*** Provided records ***

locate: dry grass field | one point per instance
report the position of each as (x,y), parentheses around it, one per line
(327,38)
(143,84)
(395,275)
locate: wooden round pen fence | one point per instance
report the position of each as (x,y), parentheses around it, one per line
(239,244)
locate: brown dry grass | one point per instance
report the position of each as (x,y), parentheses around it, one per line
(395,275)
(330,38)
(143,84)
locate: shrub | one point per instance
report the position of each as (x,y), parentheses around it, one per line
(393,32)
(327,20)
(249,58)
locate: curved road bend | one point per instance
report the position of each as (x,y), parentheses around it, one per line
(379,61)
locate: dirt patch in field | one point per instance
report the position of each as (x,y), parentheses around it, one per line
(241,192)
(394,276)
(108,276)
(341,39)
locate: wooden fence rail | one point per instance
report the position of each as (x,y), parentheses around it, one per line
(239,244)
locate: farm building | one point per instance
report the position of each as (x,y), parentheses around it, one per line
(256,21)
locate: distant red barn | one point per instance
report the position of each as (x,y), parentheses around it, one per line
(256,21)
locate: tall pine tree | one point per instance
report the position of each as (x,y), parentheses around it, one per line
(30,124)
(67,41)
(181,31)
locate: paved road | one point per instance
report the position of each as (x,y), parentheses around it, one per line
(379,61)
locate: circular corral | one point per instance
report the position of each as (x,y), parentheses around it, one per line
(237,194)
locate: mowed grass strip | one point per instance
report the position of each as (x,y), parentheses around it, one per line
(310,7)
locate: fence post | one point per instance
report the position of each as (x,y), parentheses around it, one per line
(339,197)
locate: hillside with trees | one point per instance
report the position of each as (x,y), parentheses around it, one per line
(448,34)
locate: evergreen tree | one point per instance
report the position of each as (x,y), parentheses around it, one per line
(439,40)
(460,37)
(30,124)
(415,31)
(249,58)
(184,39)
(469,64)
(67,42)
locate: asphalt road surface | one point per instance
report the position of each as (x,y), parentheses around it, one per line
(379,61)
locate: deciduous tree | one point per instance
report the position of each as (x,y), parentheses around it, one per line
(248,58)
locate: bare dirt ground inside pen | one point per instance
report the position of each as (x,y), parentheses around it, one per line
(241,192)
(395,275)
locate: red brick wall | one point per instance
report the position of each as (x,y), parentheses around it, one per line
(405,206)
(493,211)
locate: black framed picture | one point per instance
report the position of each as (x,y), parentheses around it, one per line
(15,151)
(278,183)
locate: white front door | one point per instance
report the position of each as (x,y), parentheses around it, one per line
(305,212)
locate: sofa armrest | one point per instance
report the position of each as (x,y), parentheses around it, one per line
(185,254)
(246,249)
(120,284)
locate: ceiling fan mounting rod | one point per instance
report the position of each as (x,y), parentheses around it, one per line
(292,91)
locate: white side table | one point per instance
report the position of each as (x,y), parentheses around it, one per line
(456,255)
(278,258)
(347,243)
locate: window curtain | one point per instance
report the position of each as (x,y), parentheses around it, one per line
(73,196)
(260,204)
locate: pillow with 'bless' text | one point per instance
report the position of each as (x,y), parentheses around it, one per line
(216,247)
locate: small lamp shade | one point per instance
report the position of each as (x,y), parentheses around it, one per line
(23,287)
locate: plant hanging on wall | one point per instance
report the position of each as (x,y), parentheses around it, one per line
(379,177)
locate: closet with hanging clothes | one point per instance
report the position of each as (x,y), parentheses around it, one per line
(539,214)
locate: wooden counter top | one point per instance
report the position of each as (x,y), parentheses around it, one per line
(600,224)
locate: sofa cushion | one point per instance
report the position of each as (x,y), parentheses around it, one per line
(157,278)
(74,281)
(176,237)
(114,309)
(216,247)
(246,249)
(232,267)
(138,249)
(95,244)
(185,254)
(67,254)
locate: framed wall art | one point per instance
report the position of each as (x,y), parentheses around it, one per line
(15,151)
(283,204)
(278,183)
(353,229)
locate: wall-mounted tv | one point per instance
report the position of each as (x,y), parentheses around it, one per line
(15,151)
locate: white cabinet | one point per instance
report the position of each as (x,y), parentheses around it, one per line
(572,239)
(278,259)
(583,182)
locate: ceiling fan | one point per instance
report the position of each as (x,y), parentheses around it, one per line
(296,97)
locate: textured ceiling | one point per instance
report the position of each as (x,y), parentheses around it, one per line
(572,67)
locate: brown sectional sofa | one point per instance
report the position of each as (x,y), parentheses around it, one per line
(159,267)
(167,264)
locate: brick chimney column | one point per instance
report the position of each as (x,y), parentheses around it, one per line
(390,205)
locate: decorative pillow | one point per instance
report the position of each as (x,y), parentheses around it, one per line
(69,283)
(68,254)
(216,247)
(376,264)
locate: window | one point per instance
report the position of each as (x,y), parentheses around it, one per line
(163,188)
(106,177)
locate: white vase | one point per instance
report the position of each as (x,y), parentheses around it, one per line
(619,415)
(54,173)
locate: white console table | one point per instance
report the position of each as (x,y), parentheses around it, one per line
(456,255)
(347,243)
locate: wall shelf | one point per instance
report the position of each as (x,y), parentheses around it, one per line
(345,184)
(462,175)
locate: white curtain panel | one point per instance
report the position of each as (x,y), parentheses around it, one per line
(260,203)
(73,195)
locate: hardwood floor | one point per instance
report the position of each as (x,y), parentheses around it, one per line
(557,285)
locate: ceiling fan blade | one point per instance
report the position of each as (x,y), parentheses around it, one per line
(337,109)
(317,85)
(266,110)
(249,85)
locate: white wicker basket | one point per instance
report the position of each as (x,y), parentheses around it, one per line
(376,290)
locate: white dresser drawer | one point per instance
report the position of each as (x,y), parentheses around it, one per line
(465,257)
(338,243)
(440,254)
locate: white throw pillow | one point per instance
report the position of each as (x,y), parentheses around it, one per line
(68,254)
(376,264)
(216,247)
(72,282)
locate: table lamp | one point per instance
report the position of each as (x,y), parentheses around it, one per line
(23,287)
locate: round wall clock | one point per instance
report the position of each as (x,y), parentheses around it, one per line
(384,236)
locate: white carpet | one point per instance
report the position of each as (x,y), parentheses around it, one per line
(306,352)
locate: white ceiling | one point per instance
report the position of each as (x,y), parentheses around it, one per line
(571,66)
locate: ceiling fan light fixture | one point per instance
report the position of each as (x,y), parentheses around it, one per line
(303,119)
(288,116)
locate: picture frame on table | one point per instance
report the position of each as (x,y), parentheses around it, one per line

*** End of Provided records ***

Task to complete —
Among the entries above, determine how many lines hold the string "ceiling" and report that number alone.

Your response —
6